SUPPLIED MATERIAL
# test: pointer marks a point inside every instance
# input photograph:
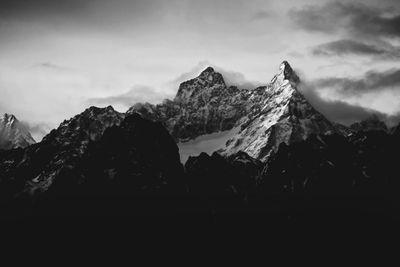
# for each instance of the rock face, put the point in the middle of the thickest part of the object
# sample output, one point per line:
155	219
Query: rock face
13	134
266	116
281	115
99	155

EXERCISE DETAILS
Identify every line in the material above that contains the string "rock", and copy each of those lines. Case counts when matching.

OUTPUT BELOW
# for each instance of the rock face, put the point in the middle of the thickest part of the object
Query: rock face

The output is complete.